Problem requirements: Identify each line in the entries below that contains the word "dark", and copy every such line in full.

[Entries from a point labeling set]
┄┄┄┄┄┄
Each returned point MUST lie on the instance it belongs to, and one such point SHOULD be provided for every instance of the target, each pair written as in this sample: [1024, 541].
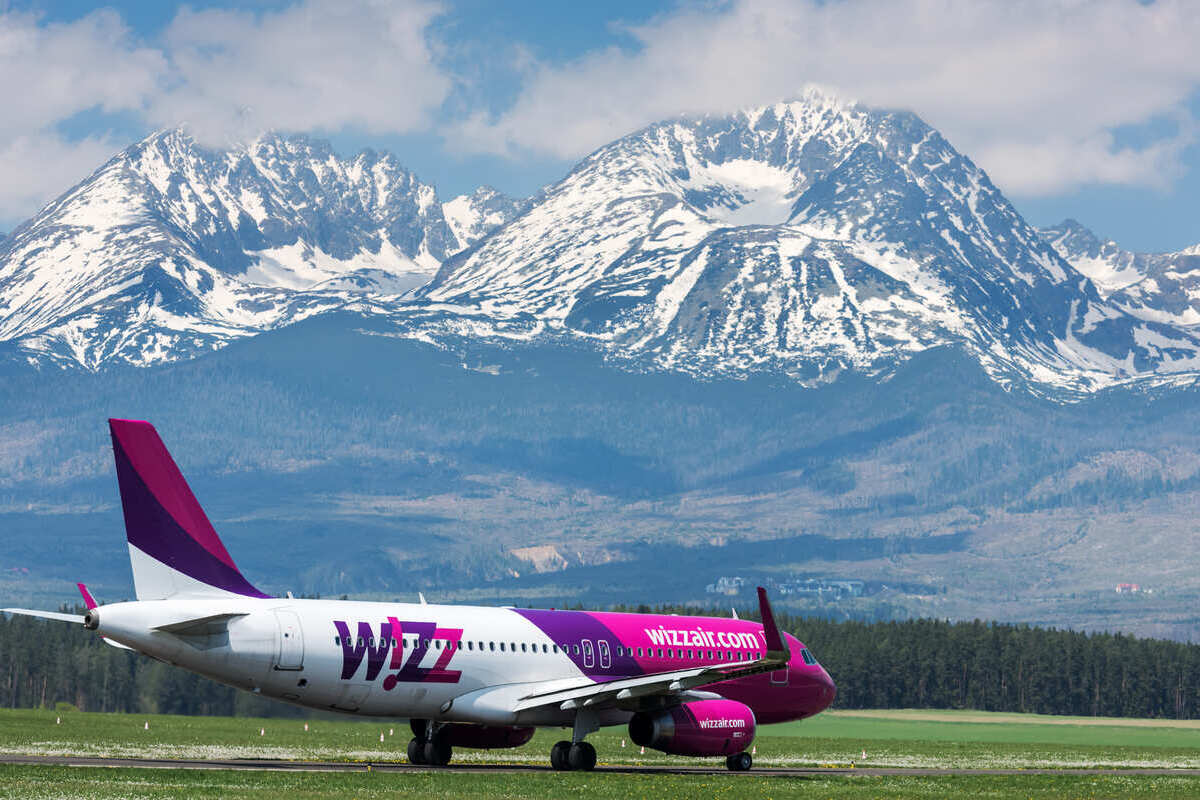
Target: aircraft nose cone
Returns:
[828, 691]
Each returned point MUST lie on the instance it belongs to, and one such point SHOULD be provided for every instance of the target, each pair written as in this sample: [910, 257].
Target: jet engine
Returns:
[717, 727]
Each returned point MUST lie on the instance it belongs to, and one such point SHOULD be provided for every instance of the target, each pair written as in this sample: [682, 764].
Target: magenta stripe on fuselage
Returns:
[709, 639]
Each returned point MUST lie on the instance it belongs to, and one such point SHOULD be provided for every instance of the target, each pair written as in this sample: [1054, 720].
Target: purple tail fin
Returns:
[173, 547]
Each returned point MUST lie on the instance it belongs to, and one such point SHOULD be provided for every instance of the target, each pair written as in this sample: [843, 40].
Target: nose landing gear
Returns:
[429, 745]
[739, 762]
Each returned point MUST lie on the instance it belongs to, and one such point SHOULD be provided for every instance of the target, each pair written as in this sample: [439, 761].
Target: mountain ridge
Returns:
[810, 239]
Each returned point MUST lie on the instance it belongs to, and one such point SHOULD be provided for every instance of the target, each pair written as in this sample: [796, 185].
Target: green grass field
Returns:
[916, 739]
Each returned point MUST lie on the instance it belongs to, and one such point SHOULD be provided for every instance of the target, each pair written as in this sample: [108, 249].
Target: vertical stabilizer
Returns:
[173, 547]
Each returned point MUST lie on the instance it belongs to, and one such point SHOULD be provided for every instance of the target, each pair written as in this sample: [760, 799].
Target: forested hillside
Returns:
[921, 663]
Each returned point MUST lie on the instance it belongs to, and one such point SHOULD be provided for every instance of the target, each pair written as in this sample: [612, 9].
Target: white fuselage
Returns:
[292, 650]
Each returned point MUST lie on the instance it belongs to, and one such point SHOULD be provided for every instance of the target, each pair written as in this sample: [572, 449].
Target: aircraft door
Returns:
[291, 639]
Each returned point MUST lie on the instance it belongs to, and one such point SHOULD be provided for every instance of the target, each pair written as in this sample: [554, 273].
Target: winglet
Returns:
[775, 645]
[88, 600]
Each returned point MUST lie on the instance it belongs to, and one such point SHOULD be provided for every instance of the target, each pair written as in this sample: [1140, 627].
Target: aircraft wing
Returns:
[666, 683]
[33, 612]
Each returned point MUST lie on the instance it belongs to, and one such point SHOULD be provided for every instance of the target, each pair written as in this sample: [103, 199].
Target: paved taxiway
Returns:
[396, 767]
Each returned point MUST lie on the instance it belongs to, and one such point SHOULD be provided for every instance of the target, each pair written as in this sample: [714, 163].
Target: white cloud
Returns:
[319, 65]
[36, 168]
[1032, 90]
[48, 72]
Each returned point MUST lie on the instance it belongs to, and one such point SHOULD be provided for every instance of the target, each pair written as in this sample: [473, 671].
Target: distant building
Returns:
[726, 585]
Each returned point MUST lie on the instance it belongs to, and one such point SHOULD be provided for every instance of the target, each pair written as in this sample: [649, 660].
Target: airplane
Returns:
[463, 675]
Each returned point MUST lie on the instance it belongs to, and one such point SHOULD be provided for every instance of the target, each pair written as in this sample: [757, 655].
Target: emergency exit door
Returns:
[291, 650]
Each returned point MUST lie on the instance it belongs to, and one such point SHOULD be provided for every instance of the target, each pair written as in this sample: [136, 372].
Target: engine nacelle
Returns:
[715, 727]
[480, 737]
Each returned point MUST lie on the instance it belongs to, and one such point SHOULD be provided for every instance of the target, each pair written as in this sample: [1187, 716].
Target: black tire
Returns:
[437, 752]
[582, 757]
[415, 751]
[558, 755]
[739, 762]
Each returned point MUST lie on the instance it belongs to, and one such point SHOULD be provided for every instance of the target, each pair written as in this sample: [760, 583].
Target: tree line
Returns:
[916, 663]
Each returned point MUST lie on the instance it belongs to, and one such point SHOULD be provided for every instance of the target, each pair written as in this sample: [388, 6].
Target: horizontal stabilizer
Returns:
[33, 612]
[199, 624]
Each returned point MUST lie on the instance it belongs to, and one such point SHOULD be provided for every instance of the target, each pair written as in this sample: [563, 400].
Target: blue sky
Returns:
[1074, 109]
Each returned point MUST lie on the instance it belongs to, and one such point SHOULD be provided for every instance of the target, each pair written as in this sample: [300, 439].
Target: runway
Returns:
[496, 769]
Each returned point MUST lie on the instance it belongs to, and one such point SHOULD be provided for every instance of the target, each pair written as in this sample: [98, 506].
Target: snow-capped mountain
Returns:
[1158, 287]
[473, 216]
[172, 247]
[805, 238]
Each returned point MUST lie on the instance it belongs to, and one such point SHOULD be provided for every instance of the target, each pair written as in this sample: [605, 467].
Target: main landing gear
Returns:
[429, 745]
[739, 762]
[580, 756]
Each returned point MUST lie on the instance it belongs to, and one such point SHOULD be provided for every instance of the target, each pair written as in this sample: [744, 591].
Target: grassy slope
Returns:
[834, 738]
[916, 738]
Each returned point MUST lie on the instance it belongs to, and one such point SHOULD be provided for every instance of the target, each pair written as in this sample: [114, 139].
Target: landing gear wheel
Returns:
[582, 757]
[415, 751]
[558, 755]
[739, 762]
[437, 752]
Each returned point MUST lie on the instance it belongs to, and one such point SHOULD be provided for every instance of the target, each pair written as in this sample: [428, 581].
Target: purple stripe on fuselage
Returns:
[154, 531]
[569, 630]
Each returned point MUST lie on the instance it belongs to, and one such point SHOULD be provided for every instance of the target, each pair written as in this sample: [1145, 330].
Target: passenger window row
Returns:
[574, 649]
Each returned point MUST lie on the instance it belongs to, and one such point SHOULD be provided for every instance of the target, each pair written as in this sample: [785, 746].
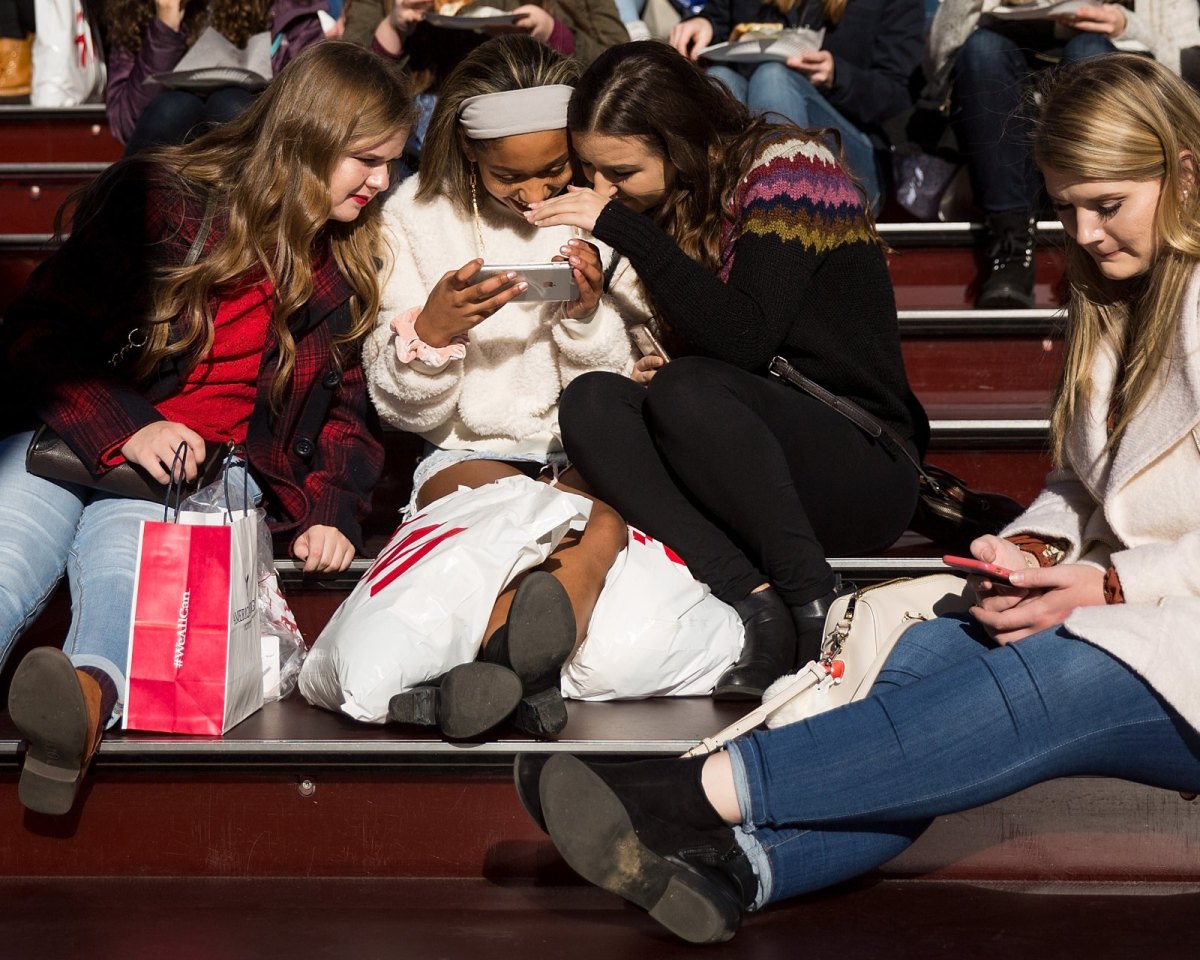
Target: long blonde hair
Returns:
[1122, 117]
[515, 61]
[267, 174]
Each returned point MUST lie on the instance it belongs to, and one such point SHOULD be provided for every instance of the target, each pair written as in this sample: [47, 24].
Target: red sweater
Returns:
[217, 396]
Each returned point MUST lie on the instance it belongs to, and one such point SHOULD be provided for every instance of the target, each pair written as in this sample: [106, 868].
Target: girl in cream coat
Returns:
[1089, 664]
[479, 376]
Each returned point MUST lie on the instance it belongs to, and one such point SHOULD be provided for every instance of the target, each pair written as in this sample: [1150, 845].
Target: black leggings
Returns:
[747, 478]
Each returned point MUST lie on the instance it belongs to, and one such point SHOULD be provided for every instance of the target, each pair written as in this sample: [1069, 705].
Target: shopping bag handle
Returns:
[245, 480]
[175, 481]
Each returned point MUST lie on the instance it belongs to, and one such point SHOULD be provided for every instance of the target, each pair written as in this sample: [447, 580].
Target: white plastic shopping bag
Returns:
[424, 604]
[67, 69]
[195, 660]
[655, 630]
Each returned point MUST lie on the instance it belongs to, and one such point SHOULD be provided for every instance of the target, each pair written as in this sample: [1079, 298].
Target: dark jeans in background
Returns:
[177, 117]
[16, 19]
[993, 75]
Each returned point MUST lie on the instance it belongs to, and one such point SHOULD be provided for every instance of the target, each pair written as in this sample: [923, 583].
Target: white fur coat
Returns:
[1139, 510]
[503, 396]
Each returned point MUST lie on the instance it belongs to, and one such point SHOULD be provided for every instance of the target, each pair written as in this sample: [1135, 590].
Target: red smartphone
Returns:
[971, 565]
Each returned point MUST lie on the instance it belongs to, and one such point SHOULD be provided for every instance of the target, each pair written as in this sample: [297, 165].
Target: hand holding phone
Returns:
[544, 281]
[646, 342]
[981, 568]
[462, 299]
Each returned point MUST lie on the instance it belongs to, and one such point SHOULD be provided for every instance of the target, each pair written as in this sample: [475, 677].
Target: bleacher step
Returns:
[382, 919]
[294, 791]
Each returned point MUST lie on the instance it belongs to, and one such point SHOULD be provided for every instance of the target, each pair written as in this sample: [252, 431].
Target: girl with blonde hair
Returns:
[209, 294]
[1089, 664]
[478, 373]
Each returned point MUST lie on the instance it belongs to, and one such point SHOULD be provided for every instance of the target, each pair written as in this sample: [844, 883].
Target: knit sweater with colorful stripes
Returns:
[799, 276]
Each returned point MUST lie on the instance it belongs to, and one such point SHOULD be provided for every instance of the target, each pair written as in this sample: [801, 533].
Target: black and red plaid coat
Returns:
[317, 460]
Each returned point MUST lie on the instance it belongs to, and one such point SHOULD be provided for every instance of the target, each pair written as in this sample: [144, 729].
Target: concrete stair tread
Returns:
[293, 732]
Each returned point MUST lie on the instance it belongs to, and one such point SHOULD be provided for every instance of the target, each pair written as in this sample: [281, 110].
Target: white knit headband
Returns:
[531, 109]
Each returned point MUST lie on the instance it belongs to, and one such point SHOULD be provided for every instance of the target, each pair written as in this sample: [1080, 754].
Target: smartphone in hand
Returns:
[981, 568]
[547, 281]
[646, 342]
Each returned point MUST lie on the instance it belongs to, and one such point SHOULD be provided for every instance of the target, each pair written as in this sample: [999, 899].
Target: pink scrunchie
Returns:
[411, 347]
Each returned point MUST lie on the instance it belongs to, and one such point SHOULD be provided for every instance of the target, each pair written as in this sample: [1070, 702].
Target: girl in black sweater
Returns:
[751, 241]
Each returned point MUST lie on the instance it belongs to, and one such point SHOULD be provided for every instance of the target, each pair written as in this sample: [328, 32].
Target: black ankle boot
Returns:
[768, 652]
[653, 838]
[463, 702]
[1008, 282]
[534, 643]
[527, 778]
[809, 619]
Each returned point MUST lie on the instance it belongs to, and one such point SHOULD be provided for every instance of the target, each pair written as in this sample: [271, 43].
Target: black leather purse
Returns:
[948, 511]
[49, 457]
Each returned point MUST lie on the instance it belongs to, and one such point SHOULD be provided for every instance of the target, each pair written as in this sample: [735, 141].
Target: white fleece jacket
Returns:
[503, 396]
[1139, 510]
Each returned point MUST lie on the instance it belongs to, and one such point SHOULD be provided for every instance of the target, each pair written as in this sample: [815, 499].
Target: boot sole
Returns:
[473, 697]
[593, 833]
[46, 705]
[738, 693]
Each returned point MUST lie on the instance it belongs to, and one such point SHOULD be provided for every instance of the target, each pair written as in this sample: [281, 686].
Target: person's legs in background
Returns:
[171, 118]
[735, 82]
[991, 73]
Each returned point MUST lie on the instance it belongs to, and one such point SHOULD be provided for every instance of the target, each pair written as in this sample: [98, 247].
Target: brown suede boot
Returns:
[58, 711]
[16, 66]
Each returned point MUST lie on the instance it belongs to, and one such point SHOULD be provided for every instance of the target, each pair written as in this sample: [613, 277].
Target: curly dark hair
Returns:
[234, 19]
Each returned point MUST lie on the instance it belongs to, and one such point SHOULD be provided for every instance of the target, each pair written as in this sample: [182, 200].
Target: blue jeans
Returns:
[991, 76]
[951, 724]
[777, 88]
[49, 528]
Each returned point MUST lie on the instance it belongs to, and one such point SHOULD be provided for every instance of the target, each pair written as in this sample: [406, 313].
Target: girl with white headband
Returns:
[478, 376]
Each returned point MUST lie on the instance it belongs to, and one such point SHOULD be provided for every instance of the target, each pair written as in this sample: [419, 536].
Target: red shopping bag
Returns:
[195, 649]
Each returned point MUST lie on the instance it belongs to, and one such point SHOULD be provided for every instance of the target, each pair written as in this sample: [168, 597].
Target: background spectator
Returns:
[858, 79]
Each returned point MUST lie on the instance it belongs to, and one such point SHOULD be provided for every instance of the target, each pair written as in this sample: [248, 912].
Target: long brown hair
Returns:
[1122, 118]
[267, 174]
[237, 21]
[651, 93]
[515, 61]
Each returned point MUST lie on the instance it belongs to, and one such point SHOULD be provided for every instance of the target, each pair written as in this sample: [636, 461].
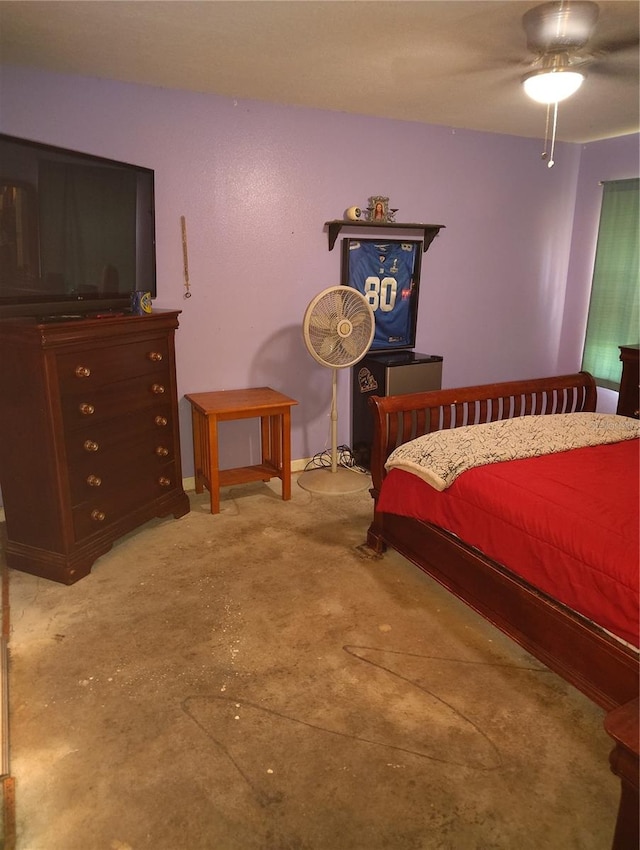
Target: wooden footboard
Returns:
[600, 666]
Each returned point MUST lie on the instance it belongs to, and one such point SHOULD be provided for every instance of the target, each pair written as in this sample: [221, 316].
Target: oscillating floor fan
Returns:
[338, 330]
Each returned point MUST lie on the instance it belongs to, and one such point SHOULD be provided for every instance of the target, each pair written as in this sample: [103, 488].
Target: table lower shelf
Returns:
[246, 474]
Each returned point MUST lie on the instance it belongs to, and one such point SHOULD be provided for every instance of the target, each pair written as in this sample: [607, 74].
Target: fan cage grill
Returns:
[338, 327]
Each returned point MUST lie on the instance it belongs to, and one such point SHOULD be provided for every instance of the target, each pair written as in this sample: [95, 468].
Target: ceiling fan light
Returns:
[552, 86]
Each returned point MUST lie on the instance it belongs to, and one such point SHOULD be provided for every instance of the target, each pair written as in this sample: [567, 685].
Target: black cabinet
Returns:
[384, 374]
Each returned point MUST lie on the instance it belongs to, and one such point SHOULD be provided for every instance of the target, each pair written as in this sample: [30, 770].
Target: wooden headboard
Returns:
[400, 418]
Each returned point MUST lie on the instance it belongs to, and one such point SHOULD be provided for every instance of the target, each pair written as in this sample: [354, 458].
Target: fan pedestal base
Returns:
[334, 483]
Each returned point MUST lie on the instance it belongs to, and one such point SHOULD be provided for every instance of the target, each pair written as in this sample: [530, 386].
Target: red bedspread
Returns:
[568, 523]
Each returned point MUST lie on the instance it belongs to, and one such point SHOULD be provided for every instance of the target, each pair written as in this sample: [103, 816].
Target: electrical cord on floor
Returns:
[345, 457]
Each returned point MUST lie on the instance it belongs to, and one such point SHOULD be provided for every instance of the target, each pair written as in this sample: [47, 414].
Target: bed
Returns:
[586, 643]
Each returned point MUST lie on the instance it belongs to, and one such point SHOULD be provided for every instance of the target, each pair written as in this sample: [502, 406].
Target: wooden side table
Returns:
[274, 410]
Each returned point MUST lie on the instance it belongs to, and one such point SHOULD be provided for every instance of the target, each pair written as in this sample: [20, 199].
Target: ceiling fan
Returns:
[560, 34]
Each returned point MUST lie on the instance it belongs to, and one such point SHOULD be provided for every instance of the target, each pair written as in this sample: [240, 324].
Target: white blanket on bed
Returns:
[441, 456]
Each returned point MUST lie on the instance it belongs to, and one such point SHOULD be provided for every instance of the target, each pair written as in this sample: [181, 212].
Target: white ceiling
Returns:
[457, 63]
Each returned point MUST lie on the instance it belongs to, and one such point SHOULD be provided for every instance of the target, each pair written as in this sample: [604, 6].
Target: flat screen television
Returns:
[77, 232]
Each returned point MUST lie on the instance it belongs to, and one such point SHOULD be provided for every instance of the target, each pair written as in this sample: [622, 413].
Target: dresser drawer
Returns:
[106, 508]
[113, 465]
[115, 400]
[97, 439]
[90, 369]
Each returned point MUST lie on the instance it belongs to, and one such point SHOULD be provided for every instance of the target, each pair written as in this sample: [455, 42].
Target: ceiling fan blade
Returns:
[561, 25]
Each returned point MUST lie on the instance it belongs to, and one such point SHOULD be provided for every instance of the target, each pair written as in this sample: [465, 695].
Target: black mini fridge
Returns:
[385, 374]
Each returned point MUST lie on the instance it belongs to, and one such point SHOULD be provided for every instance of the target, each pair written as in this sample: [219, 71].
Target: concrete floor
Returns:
[254, 681]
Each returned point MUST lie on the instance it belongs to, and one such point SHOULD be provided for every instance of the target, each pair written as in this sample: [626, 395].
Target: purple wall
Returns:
[256, 183]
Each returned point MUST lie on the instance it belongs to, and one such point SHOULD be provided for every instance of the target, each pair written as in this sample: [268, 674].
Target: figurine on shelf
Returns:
[378, 210]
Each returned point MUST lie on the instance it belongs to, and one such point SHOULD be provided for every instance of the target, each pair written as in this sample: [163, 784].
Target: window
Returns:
[614, 317]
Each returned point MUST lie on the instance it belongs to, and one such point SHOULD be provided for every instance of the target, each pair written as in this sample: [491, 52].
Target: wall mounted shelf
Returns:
[430, 231]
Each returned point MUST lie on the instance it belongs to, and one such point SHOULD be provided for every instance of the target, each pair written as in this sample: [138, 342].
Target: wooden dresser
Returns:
[629, 398]
[89, 440]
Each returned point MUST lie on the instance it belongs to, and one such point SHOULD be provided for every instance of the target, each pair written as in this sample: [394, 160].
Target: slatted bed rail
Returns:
[398, 419]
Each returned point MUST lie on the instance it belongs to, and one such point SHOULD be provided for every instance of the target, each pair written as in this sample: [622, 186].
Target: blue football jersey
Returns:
[384, 273]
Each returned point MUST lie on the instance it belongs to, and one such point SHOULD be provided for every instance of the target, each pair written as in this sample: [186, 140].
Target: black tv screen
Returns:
[77, 232]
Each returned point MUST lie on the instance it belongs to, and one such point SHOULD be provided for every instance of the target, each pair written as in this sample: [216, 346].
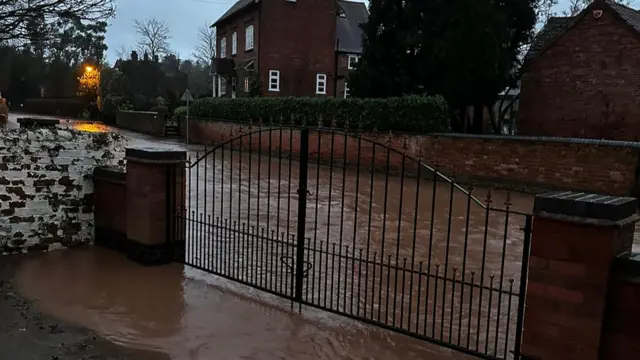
┄┄┄┄┄┄
Finished task:
Target: dark jeans in background
Target: curly dark hair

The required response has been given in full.